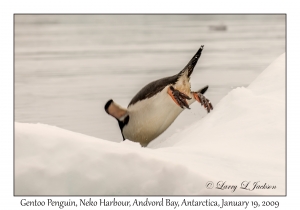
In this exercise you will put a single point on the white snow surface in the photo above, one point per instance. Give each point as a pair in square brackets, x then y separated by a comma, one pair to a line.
[242, 139]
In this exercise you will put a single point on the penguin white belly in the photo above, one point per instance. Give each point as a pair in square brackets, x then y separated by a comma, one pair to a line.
[150, 117]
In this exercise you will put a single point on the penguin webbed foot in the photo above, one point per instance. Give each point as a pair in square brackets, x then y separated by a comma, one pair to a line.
[203, 101]
[178, 97]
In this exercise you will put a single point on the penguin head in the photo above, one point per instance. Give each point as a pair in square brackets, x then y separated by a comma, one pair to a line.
[119, 113]
[189, 68]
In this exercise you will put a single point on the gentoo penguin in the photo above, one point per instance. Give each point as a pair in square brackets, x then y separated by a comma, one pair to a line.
[154, 108]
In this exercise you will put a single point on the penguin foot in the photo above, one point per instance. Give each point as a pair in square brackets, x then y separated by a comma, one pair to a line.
[203, 101]
[178, 97]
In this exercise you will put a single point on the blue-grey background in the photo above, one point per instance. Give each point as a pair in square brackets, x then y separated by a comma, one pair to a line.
[68, 66]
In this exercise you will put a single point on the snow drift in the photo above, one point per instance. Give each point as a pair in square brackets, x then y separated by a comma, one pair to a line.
[237, 149]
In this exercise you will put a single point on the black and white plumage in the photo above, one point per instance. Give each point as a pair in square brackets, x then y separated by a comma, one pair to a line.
[154, 108]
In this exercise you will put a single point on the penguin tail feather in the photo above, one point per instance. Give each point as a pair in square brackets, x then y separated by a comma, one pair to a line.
[203, 90]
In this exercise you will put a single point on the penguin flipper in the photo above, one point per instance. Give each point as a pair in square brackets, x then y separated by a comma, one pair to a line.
[202, 99]
[178, 97]
[115, 110]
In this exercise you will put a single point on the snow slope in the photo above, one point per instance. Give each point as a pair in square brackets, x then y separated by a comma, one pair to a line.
[241, 141]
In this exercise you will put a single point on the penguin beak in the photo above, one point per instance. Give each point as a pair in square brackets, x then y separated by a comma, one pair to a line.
[191, 65]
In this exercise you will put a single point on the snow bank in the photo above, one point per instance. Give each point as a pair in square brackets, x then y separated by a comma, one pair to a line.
[240, 143]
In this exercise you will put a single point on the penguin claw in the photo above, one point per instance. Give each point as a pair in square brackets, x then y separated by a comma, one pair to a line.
[178, 97]
[203, 101]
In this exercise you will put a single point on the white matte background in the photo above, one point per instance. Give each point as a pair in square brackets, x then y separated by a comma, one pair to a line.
[8, 8]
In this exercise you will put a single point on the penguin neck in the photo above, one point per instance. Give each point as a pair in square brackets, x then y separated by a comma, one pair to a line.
[122, 123]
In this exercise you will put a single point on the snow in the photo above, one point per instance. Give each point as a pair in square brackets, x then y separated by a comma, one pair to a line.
[242, 140]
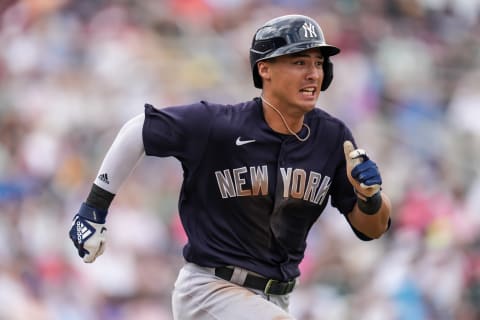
═══
Exercise brief: Leave the pictures out and retype only the lines from the line with "the penguin flipper" through the final line of the material, both ends included, word for word.

Task response:
In this exercise you will put a single point on the penguin flipper in the photo above, one point per instance. Give each point as a pair in square brackets, x then y separated by a comma, one pair to a line.
[202, 99]
[178, 97]
[115, 110]
In this exercise you will put a single point on the snow slope in the photo above, one point per instance. Give each point as a pair in square brackets, x then y separated by a comma, one pair to a line.
[241, 141]
In this exercise you will put a single point on the penguin beak in the photo above, one point per instance. Give each point as a pair in square brackets, x then y separated by a comma, one pair to a line.
[191, 65]
In this exercise you will put a single point on the snow bank in the photo above, one point per instance. Give each point as a pair in square brackets, x then y separated by a comma, one pair to a line.
[240, 143]
In this exercise you will put a single point on the penguin claw in the photo above, one point per instance. Give each point as a pair in square brackets, x then y separated by a comma, one pair to a line.
[178, 97]
[203, 101]
In this exercise you will put a single point on the white matte background in the photo above, one point per instance. Give each point as a pair in square brackets, x then y separated by a comma, one pair to a line.
[8, 8]
In this exercise you will put a single point on the penguin neck in the photo above, one point per instance. Give each point as a pair in square brackets, x then y separated by a comma, one pair to a line.
[122, 123]
In this exercise you will put a single point on the snow in the photo above, one point per instance. Give each point as a pair in square brackets, x then y separated by a comma, one pair to a line.
[242, 140]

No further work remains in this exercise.